======== Provided passage

Ghulam Mohammad Zaz sits in his bright lit space, finding it excruciating to file the wooden edges of an unfinished santoor. As his age crossed eighty the strength has left his emaciated fingers, though his will remains the same. He knows this is the last chapter of an eight generation legacy.

The room’s mud plastered walls are smeared with soot, here and there, with strips of cardboard covering the cracks to hold back insects and unwanted light. All the sun that’s needed finds its way through two small window panes, each opposite the other.

The room is filled with screwdrivers, spanners, pliers, old tin boxlets and little cans, a short stool meant for visitors, a rabab, an old santoor, and a few frames on the walls with old black and white photographs, streaked with dust and dirt.

This workspace is on the second storey of a 300 year old structure as queer as most houses in the Old City - mere rooms modestly stacked one on the next like a pile of books, connected by a dark staircase which is too narrow for two.

The room where the maestro has for long been making string instruments, has the Jhelum on one side and the Zaianakadal Market on the other, with the famous Sufi shrine of Khanqah-e-Maula lying across the river.

Struck by a serious typhoid fever in his childhood, Zaz had to leave his studies on the advice of a doctor, Gaash Laal, to join the workshop as an apprentice of his grandfather, father, and uncle.

“During the Dogra regime this room was as vibrant and decorated as a flowerbed. Now the ambience has gone bleak, as you can see” says Zaz, pointing to the decrepit walls.

The art of making instruments has sprawled down his family for eight generations, and there is no descendant now to whom Zaz can bequeath the legacy.

================
======== Data section

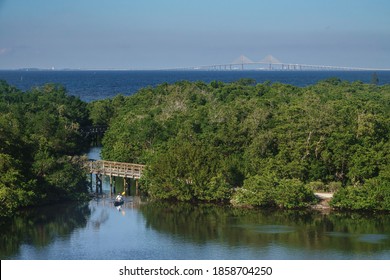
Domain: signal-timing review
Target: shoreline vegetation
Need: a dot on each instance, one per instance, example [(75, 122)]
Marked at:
[(243, 143)]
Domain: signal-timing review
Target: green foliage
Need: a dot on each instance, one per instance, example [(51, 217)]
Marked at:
[(201, 141), (269, 191), (39, 132)]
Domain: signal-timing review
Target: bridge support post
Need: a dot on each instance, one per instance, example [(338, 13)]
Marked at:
[(111, 185), (99, 187)]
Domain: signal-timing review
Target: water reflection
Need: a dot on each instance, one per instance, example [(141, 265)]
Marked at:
[(336, 235), (38, 227), (160, 230)]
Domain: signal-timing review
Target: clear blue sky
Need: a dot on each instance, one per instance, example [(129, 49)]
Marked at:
[(146, 34)]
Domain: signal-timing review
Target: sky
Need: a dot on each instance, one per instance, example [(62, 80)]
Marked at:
[(152, 34)]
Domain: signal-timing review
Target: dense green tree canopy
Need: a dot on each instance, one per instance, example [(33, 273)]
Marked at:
[(222, 141), (39, 144)]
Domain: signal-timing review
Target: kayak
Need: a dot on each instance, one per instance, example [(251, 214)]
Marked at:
[(118, 202)]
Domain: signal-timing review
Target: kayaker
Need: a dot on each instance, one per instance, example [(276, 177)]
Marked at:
[(118, 197)]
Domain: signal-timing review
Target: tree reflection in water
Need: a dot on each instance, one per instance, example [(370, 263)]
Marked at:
[(40, 226), (309, 230)]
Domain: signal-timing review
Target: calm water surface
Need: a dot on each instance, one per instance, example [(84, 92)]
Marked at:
[(139, 230), (156, 230), (94, 85), (160, 230)]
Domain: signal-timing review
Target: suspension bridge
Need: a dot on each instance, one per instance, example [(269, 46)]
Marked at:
[(270, 63)]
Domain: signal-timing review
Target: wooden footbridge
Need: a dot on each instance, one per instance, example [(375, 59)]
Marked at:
[(115, 169)]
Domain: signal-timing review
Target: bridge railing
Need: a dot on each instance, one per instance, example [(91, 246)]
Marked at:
[(118, 169)]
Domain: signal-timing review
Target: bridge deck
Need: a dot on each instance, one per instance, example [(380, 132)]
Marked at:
[(116, 169)]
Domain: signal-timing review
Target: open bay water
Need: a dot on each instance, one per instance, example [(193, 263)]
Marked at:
[(95, 85), (145, 230)]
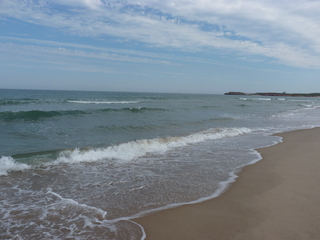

================

Exercise aim:
Continue the profile of santoor maker Ghulam Mohammad Zaz from where it stops.

Result of the exercise:
“I do not have any remorse, my children are well settled, some are practising medicine abroad,” he says with a smile on his face.

Had he any idea who could take this trade forward he would be very happy, but as of now, he says, “no one has shown any interest.”

Before the 1990s he would get a lot of orders from the locals, but now Zaz can finish only five santoors a year. This is partly because of his progressing age and moods, but the chief reason is that the underlying demand has sharply been declining.

“Indigenous Muslims are a bit conservative about a lot of things, owing to which many trades have lost their heyday, and this trade is one of them. It is on the precipice of extinction, and that's why I receive the major chunk of my orders from outside the Valley.”

Zaz can make an array of instruments like the sarangi and the rabaab, but his expertise lies in making the santoor. Artists such as Shiv Kumar Sharma and Bhajan Lal Sopori have used instruments fashioned by him.

“My soul lies in the strings, my heart knows their tune. I know the notes. Although I cannot play, I am content with what I am doing,” says Zaz.